━━━━━ PROVIDED ENTRIES ━━━━━
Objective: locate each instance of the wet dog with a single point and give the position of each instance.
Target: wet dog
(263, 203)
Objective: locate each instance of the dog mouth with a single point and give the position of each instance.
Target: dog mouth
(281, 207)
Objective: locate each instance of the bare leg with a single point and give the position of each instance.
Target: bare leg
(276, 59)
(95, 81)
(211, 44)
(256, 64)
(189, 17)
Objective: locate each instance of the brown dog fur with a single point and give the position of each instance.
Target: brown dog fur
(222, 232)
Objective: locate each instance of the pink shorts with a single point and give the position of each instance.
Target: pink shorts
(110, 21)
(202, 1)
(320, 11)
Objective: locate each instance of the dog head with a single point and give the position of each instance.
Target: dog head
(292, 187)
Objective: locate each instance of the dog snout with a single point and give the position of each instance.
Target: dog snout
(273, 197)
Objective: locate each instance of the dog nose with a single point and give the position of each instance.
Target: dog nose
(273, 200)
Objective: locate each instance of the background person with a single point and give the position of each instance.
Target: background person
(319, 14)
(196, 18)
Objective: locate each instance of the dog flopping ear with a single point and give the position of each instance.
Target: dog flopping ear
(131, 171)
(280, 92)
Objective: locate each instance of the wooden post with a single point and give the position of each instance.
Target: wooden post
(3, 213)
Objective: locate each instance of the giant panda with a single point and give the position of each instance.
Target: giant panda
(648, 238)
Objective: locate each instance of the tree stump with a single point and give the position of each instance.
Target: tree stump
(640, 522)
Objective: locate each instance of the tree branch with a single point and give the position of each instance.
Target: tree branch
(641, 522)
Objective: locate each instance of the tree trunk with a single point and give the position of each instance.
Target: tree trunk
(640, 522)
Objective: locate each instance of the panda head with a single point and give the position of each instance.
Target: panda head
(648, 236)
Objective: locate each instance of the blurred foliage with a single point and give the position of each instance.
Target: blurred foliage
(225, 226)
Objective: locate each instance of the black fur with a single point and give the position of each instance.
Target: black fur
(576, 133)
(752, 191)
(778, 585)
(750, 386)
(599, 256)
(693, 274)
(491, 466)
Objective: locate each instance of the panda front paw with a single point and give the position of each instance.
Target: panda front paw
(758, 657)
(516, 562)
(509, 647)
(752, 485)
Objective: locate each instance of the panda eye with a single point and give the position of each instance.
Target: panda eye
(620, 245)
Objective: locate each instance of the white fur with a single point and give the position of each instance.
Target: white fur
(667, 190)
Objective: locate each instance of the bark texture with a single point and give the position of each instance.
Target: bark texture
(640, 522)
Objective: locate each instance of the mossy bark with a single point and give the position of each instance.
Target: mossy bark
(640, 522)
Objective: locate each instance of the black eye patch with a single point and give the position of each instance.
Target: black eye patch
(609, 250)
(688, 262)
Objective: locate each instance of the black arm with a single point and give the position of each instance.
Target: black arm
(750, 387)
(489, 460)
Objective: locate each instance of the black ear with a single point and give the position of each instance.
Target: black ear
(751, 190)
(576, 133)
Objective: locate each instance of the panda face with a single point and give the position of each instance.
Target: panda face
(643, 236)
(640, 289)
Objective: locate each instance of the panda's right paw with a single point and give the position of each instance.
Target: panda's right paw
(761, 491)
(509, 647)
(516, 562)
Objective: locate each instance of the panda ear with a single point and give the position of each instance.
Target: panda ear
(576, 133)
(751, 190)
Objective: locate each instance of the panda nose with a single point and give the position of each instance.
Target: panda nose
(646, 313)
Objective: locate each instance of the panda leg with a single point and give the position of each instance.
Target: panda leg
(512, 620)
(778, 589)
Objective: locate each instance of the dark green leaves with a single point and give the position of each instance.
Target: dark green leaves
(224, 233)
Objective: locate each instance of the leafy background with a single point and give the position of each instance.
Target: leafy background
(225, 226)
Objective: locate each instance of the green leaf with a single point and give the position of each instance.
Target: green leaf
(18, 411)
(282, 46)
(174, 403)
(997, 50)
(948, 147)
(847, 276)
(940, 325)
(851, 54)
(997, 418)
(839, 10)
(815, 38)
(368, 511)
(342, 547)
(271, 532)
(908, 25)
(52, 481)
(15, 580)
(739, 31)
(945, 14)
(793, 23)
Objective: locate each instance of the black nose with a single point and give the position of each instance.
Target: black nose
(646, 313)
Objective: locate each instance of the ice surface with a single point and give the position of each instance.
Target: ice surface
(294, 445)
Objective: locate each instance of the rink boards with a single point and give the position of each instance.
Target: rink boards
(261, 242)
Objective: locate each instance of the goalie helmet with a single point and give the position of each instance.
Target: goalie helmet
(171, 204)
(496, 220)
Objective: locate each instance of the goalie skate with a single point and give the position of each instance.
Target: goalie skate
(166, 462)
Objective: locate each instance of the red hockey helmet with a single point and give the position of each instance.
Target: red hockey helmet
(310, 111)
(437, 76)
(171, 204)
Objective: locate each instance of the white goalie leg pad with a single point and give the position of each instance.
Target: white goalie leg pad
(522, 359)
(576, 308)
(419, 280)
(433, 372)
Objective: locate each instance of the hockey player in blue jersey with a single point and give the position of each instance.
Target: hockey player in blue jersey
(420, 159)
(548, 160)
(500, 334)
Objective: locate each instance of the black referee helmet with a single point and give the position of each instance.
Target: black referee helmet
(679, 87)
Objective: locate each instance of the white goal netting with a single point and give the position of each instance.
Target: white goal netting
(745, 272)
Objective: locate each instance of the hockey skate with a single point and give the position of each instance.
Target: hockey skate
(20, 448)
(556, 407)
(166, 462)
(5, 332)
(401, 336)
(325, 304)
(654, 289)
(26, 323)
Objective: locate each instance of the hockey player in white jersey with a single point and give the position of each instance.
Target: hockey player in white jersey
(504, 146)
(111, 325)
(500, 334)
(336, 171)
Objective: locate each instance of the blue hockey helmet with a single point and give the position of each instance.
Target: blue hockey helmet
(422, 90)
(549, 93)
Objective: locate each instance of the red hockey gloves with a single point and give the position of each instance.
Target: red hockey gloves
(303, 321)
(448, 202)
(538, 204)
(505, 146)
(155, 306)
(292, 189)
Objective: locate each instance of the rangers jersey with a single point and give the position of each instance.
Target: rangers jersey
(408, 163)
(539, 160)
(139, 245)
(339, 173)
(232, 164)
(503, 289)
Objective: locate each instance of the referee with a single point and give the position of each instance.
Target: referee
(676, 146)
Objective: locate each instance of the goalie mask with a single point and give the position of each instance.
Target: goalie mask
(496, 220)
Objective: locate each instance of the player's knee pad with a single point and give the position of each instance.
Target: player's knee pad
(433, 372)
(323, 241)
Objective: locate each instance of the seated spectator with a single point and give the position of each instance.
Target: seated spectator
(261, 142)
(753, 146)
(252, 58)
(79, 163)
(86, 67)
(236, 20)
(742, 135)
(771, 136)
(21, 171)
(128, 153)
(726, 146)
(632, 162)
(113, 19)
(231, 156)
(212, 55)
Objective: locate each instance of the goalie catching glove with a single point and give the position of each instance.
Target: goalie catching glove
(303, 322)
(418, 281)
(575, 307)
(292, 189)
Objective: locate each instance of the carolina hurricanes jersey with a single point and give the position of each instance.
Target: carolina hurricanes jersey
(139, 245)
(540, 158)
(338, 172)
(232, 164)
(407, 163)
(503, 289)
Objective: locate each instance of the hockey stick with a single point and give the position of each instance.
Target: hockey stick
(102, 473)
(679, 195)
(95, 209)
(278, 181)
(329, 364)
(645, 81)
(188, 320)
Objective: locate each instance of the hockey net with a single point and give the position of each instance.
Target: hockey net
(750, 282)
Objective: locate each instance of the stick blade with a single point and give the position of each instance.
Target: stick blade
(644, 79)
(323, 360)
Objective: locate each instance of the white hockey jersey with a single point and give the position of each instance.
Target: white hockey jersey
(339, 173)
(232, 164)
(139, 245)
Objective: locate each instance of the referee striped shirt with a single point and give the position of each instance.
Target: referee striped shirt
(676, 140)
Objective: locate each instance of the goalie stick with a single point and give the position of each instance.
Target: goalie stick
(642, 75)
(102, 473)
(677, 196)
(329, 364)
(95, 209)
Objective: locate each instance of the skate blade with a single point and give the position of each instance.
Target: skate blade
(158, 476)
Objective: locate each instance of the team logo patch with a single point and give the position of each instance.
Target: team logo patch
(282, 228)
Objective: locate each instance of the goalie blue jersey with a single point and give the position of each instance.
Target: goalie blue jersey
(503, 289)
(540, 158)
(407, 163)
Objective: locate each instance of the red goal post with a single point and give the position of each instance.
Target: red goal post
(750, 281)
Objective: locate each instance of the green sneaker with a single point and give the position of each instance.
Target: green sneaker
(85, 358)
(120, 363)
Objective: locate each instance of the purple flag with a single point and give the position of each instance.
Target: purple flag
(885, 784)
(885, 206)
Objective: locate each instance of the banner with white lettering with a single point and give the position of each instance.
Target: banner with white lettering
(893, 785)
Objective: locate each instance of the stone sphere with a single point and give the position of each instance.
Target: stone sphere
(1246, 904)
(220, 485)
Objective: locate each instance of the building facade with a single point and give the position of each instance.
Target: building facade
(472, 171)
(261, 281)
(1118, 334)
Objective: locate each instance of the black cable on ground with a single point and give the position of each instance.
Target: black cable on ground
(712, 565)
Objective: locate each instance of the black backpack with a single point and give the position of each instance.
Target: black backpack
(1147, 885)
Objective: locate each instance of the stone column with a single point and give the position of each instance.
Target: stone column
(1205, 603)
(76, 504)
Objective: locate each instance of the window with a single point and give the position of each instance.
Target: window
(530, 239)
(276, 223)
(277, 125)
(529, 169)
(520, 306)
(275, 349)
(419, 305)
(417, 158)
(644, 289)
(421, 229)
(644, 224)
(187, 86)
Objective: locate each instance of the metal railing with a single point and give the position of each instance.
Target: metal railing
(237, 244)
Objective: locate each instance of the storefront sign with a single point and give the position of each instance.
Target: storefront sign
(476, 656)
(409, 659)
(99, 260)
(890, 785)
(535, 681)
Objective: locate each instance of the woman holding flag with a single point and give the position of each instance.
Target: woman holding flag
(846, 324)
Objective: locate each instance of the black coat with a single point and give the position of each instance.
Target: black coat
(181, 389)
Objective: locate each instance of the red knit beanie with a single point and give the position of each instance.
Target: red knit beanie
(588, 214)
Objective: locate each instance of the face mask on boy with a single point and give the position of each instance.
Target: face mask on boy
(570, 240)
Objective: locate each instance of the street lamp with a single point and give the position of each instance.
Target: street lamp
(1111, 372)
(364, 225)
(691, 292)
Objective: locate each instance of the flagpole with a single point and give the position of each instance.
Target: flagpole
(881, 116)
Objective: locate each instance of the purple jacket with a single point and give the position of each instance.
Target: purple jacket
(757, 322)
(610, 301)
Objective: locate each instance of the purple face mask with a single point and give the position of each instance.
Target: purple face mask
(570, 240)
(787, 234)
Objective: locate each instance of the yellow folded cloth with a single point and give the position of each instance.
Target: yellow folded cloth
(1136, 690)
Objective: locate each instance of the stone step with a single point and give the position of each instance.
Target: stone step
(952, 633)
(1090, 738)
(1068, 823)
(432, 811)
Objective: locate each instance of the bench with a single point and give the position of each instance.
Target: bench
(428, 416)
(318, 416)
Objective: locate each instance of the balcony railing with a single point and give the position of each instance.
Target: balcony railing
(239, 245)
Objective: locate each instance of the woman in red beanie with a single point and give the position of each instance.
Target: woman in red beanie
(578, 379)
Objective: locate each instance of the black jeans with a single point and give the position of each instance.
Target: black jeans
━━━━━
Every line above that holds the word "jeans" needs to be copied.

**ANSWER TO THE PROBLEM**
Objective: locate each instance of the black jeans with a single point and give the position of each instance.
Target: black jeans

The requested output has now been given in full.